** BEGIN Selected text **

Often in life, things don't turn out the way we hope. Despite our best efforts to understand the world and plan a course of action that will achieve our goals, things go wrong somewhere along the way. When attempting to explain what went wrong, the explanations that people come up with are rarely very creative. It is much easier to rely on a certain pattern of explanation that is useful and satisfying across a wide range of failures than to understand really deeply the root of our problems. That is, it is easy to say that someone's plan didn't succeed because he or she didn't have the skills necessary to execute it properly or claim that the plan would have been successful if only there were a little more time, rather than deconstruct the myriad of causal influences that were factors leading to the failure to achieve a goal.

These patterns of explanation for failed plans received a significant amount of attention among Artificial Intelligence researchers in the 1990s, largely emanating from the Yale University / Northwestern University computer science labs led by Roger Schank. Schank (1986) elaborated the notion of an Explanation Pattern, and pushed a multiyear, multidissertation effort to author a cognitive model of casebased explanation built on this idea (Domeshek, 1992; Jones, 1992;Ram, 1989; Kass, 1990; Leake, 1990; Owens, 1990), summarized in (Schank, Kass, and Riesbeck, 1994). Within the context of this work, a significant amount of effort was put into authoring comprehensive taxonomies of the types of explanation patterns that people used in understanding failed plans. Primarily, elements in these taxonomies were used as indices for the retrieval of stored explanations in support of a case-based reasoning process. The aim was to develop an indexing vocabulary (or content theory) of plan failure explanation patterns with broad coverage and utility for both scientific and engineering goals.

** END Selected text **
** BEGIN Recorded data **

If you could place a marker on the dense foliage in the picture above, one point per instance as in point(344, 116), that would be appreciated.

** END Recorded data **

Given instruction
Repeat word for word the stretch of the passage on explaining failed plans above, from "Often in life, things" through "achieve a goal.".

Reply to the exercise
Often in life, things don't turn out the way we hope. Despite our best efforts to understand the world and plan a course of action that will achieve our goals, things go wrong somewhere along the way. When attempting to explain what went wrong, the explanations that people come up with are rarely very creative. It is much easier to rely on a certain pattern of explanation that is useful and satisfying across a wide range of failures than to understand really deeply the root of our problems. That is, it is easy to say that someone's plan didn't succeed because he or she didn't have the skills necessary to execute it properly or claim that the plan would have been successful if only there were a little more time, rather than deconstruct the myriad of causal influences that were factors leading to the failure to achieve a goal.